◆ INPUT FOR THIS TASK:
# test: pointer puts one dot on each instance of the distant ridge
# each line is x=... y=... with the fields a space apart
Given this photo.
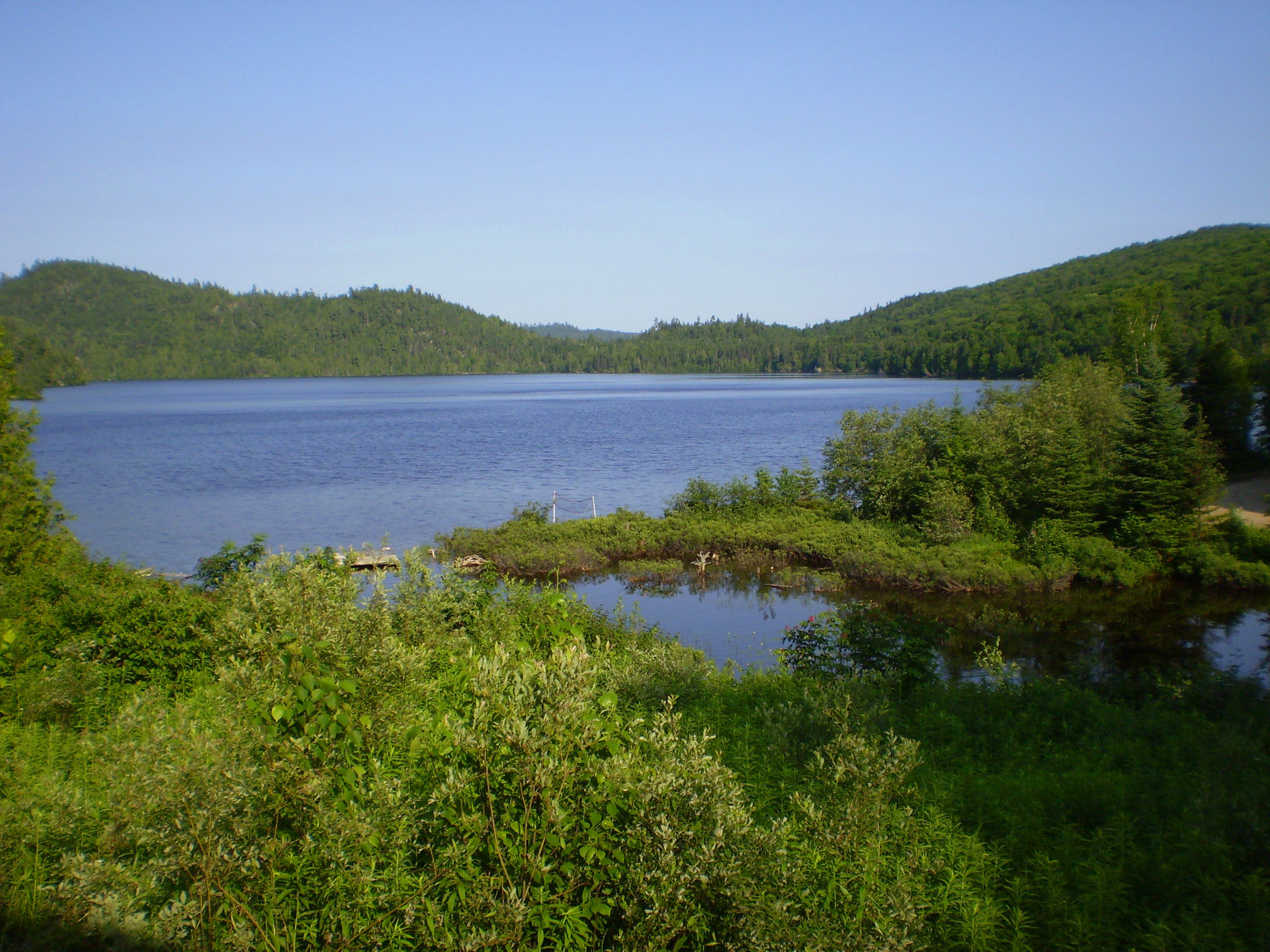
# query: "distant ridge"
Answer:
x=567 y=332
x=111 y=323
* * *
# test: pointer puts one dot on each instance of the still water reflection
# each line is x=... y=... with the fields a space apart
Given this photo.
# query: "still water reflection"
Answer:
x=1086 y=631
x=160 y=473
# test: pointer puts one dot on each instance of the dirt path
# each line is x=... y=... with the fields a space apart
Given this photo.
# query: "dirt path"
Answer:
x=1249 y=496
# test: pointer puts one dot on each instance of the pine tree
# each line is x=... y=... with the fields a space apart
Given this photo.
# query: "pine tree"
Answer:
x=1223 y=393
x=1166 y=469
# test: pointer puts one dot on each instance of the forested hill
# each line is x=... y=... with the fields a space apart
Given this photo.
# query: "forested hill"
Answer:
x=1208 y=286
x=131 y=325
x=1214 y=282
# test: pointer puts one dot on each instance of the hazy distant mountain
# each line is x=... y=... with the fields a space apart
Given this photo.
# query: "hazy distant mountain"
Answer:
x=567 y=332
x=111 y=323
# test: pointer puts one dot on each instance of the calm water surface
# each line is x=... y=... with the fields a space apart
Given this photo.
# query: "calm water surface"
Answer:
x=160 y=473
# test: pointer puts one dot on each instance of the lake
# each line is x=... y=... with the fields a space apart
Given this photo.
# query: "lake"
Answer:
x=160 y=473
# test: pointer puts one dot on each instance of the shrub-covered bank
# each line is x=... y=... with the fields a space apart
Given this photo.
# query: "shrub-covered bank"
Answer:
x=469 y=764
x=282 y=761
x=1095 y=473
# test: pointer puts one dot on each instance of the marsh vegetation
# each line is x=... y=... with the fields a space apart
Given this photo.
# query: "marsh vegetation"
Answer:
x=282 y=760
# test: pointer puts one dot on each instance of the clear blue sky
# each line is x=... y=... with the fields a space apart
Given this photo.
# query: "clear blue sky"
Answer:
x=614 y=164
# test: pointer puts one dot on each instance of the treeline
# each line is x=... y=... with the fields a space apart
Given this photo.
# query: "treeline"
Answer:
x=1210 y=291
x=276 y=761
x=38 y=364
* * *
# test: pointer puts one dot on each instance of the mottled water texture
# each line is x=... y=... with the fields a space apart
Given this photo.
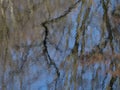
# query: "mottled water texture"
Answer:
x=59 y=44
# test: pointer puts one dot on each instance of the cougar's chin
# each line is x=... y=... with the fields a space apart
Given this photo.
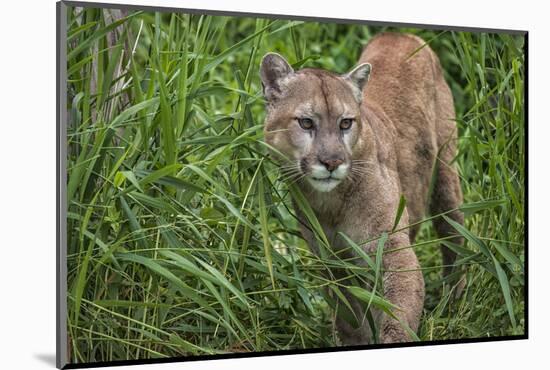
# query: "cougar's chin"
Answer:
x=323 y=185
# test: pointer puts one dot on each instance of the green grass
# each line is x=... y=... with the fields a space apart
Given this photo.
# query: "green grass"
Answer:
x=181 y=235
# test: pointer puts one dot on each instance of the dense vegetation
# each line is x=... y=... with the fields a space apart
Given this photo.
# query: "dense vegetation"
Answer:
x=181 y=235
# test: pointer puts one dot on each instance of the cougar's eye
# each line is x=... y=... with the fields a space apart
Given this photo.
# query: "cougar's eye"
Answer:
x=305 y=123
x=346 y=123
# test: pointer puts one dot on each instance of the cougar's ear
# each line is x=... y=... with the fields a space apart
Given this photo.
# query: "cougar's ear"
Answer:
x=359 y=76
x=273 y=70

◆ WHAT IS REQUIRED: Put the stretch of lines from the one containing "the still water reflection" through the one containing "x=282 y=760" into a JSON list of strings, one string per line, with blank lines left out.

◆ CORRECT OUTPUT:
[
  "# test: pointer puts one dot on each instance of the still water reflection",
  "# each line is x=... y=... with the fields a space apart",
  "Given this photo.",
  "# query: \"still water reflection\"",
  "Answer:",
  "x=1086 y=631",
  "x=160 y=473",
  "# test: pointer puts one dot on each instance of the dirt path",
  "# each line is x=... y=... with the fields a space apart",
  "Given this photo.",
  "# query: \"dirt path\"",
  "Answer:",
  "x=1249 y=496",
  "# test: pointer puts one dot on each instance of the pine tree",
  "# each line is x=... y=... with the fields a space apart",
  "Given this photo.",
  "# query: \"pine tree\"",
  "Answer:",
  "x=1223 y=393",
  "x=1166 y=469",
  "# test: pointer puts one dot on each instance of the forested hill",
  "# each line is x=... y=... with the fields a space apart",
  "Given this photo.",
  "# query: \"forested hill\"",
  "Answer:",
  "x=1208 y=286",
  "x=131 y=325",
  "x=1214 y=282",
  "# test: pointer puts one dot on each instance of the hazy distant mountain",
  "# each line is x=... y=... with the fields a space apart",
  "Given this photo.",
  "# query: \"hazy distant mountain\"",
  "Answer:",
  "x=567 y=332",
  "x=111 y=323",
  "# test: pointer puts one dot on each instance of the calm water surface",
  "# each line is x=... y=... with the fields a space apart",
  "Given this photo.",
  "# query: \"calm water surface\"",
  "Answer:",
  "x=160 y=473",
  "# test: pointer puts one dot on each instance of the lake",
  "# each line is x=... y=... with the fields a space apart",
  "Given this photo.",
  "# query: \"lake\"",
  "Answer:",
  "x=160 y=473",
  "# test: pointer puts one dot on each instance of the shrub-covered bank",
  "# each line is x=... y=... with the fields a space apart",
  "Given this photo.",
  "# query: \"shrub-covered bank\"",
  "Answer:",
  "x=469 y=764",
  "x=282 y=761",
  "x=1095 y=473",
  "# test: pointer puts one dot on each instance of the marsh vegetation",
  "# each line is x=... y=... with the fields a space apart",
  "Given this photo.",
  "# query: \"marsh vegetation\"",
  "Answer:",
  "x=282 y=760"
]